▸ Page excerpt:
■ ■ ■ ■

Reputation: 379
I am new to shell scripting. I am trying to write a script that reads URLs from a text file line by line and then fetches them using wget
. Also I need to parse the log file for error messages.
#!/bin/sh
# SCRIPT: example.sh
#reading the url file line by line
DIR = /var/www/html/
# wget log file
LOGFILE = wget.log
# wget output file
FILE = dailyinfo.`date +"%Y%m%d"`
cd $DIR
FILENAME = url.txt
cat $FILENAME | while read LINE
do
echo "$LINE"
wget $LINE -O $FILE -o $LOGFILE
done
I have changed the permissions using chmod +x example.sh
but upon execution I get command not found
error for DIR
, FILE
and LOGFILE
.
How to correct it?
Also how to go about the parsing part?
Upvotes: 1
Views: 28329
Reputation: 37047
I just encountered the same error message with tcsh : Command not found.
Oddly enough it was caused by the line endings. The same exact script works find with LF endings, but fails with CRLF endings.
Upvotes: 0
Reputation: 9385
Petesh is of course correct, you need to put the =
sign straight after your variable name.
For this particular case, I suggest you use wget -i input-urls.txt -o logfile.txt
, and then grep the logfile for errors. wget's -i
flag reads a list of URLs from a text file, and "wgets" each of them, saving you re-inventing the wheel.
If you want it in a shell script, use something like:
#!/bin/sh
DIR=/var/www/html/
# wget log file
LOGFILE=wget.log
# wget output file
FILE=dailyinfo.`date +"%Y%m%d"`
# just for debugging
cd $DIR
echo "wget-ing urls from $FILE and writing them to $FILE in $DIR. Saving logs to $LOGFILE"
wget -i $FILE -o $LOGFILE
grep -i 'failed' logfile.txt
Here's an example error from the logfile:
--2013-01-15 15:01:59-- http://foo/
Resolving foo... failed: nodename nor servname provided, or not known.

■ ■ ■ ■

▸ Extracted information:
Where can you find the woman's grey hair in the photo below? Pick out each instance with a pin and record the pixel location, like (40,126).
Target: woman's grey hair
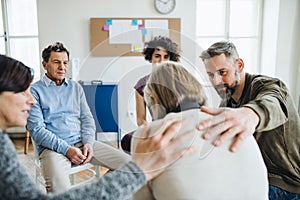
(169,85)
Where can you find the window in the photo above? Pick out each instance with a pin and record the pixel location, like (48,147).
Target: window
(234,20)
(19,32)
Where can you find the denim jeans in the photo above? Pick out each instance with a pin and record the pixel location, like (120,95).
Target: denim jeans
(276,193)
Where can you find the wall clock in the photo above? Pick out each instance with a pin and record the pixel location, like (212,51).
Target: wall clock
(164,6)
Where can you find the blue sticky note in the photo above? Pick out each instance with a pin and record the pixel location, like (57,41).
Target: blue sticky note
(134,22)
(105,27)
(109,21)
(144,31)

■ ■ ■ ■

▸ Set tasks:
**a.** In the shell script thread, list every variable name assigned in the first script, the one the original poster wrote.
**b.** Shorten the paragraph in the shell script thread that begins "For this particular case, I suggest you use" and keep its main facts.
**c.** Take the shell script thread further from its last line.
The listing is material of its own and not part of the shell script thread.

▸ Written answers:
**a.** DIR, LOGFILE, FILE, FILENAME

**b.** Run wget -i input-urls.txt -o logfile.txt, then grep the logfile for errors. The -i flag makes wget read URLs from a text file and fetch each one, so you don't have to build that yourself.

**c.**
wget: unable to resolve host address ‘foo’
It's also useful to check the return code of wget. 0
indicates success, and non-zero values indicate various failures. You can check them by accessing the shell variable $?
.
So, incorporating that, here's a sample script:
#!/bin/sh
wget -i input-urls.txt -o logfile.txt
if [ $? -eq 0 ]; then
echo "All good!"
else
# handle failure
grep -i 'failed' logfile.txt
fi
The return codes of wget are listed on the man page (man wget
, or use an online resource like this one) if you need more detail. I gave it a quick experiment, and it looks like wget returns a non-zero exit code even if just one of the URLs triggers a failure.
Upvotes: 2
Reputation: 94654
problem #1
, when assigning variables you must use the syntax:
VARIABLE=value
i.e. no space between the VARIABLE
the =
and the new value.
otherwise, it tries to execute VARIABLE
as a command, which triggers the command not found
error.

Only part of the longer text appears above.